Reading text start

Haredim want Biblical Zoo closed on Shabbat

In meeting with Jerusalem mayor, members of Rabbis' Committee for Shabbat ask Barkat to boost enforcement activities against businesses operating on Jewish day of rest.

Jerusalem Mayor Nir Barkat has been asked by ultra-Orthodox activists to close the Biblical Zoo on Saturdays.

 

Members of the Rabbis' Committee for Shabbat, who are convinced that they are the ones who prevented Jerusalem's Cinema City from opening on Shabbat and led to the cancellation of transports from the city's neighborhoods to the Jerusalem Park on the day of rest, are setting their sights on a new target – the city's famous zoo.

  

 

In a recent meeting with Barkat on the desecration of Shabbat in the capital, the haredi representatives demanded that the mayor boost the enforcement activities against businesses operating on the holy day.

 

Barkat claimed that the Jerusalem Municipality had a limited influence on some of the businesses, but promised to work to reduce the activity of businesses operating without permits or against the municipal bylaws.

 

The activists didn't settle for that. Towards the end of the meeting, the committee's chairman, Rabbi Yitzhak Goldknopf, requested an explicit commitment to close the zoo on Saturday, as well as grocery stores which are open across the city.

 

Will the Biblical Zoo's giraffes have no visitors on Shabbat? (Photo: Yaara (Forest) Tamari)
Will the Biblical Zoo's giraffes have no visitors on Shabbat? (Photo: Yaara (Forest) Tamari)

 

Goldknopf asked for the commitment as a "holiday gift" to the haredi sector ahead of the holiday of Shavuot. "We want to accept the Torah with a declaration that we handled the desecration of Shabbat – the zoo has been taken care of and the grocery stores have been taken care of."

 

Goldknopf's list of demands also included the construction of a synagogue in Cedar Valley in the Jerusalem Park. The new demand follows a previous achievement recorded by the haredim in their battle for Shabbat: Cancelling organized transports from the city's neighborhood to the Jerusalem Park on weekends.

 

The transports were initiated by the Youth at the Center organization and funded by the Municipality-owned Jerusalem Development Authority. The initiative received the approval of the communal administrations before being cancelled. The organizers confirmed that the special transport services had been stopped, saying they did not know the reason for the cancellation.

 

The Biblical Zoo offered the following response: "We have not heard about the demand. We will continue serving our visitors."

 

The Municipality said in response that "there is no change in the status quo which has been implemented in Jerusalem for years. The mayor's office is not involved in transportation to events or in the zoo and is unaware of any change in the issue."

Reading text end
Stored data start

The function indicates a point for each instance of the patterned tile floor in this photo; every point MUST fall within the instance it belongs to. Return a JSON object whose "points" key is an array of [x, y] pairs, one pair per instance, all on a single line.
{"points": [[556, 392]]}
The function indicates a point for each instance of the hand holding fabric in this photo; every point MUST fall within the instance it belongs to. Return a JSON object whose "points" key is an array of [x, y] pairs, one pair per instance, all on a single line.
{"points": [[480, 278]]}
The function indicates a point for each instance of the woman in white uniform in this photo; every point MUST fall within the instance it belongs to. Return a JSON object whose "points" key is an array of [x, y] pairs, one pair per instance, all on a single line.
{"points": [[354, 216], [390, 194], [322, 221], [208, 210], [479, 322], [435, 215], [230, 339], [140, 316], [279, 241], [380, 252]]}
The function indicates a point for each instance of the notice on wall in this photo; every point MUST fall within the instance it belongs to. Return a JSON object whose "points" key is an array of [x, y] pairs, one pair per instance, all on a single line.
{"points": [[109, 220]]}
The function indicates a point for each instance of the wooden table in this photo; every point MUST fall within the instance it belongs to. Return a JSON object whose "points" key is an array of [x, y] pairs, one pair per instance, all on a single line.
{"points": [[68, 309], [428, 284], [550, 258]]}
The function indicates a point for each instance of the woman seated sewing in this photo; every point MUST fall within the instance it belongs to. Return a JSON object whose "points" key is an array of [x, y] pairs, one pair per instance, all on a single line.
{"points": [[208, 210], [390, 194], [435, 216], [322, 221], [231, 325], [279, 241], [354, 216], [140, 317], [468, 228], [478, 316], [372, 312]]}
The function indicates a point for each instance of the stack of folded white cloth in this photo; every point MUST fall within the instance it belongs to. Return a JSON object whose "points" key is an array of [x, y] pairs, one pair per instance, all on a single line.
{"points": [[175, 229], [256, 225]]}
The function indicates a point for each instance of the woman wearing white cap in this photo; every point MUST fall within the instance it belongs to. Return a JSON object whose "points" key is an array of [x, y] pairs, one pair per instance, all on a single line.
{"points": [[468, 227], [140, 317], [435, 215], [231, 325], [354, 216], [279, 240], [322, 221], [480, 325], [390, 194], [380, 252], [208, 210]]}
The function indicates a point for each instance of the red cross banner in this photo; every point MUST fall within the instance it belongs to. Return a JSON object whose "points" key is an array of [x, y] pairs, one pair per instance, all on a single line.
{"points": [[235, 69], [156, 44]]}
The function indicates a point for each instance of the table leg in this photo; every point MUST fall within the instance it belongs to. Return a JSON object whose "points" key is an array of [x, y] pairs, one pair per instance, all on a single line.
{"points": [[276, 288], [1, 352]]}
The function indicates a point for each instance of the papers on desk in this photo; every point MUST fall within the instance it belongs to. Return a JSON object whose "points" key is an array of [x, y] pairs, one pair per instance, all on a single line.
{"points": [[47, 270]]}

Stored data end

§ **Task list**
(A) From the Biblical Zoo article, output the passage starting with "Members of the" and going on through "city's famous zoo.", copied word for word.
(B) Based on the Biblical Zoo article, answer yes or no to each statement and quote the words of the article that decide it. (i) Rabbi Yitzhak Goldknopf is the chairman of the Rabbis' Committee for Shabbat. (ii) The Youth at the Center organization funded the transports to the Jerusalem Park. (iii) The Biblical Zoo said it had heard about the demand.

§ **Answers in order**
(A)
Members of the Rabbis' Committee for Shabbat, who are convinced that they are the ones who prevented Jerusalem's Cinema City from opening on Shabbat and led to the cancellation of transports from the city's neighborhoods to the Jerusalem Park on the day of rest, are setting their sights on a new target – the city's famous zoo.

(B)
(i) Yes: "the committee's chairman, Rabbi Yitzhak Goldknopf"
(ii) No: "funded by the Municipality-owned Jerusalem Development Authority"
(iii) No: "We have not heard about the demand."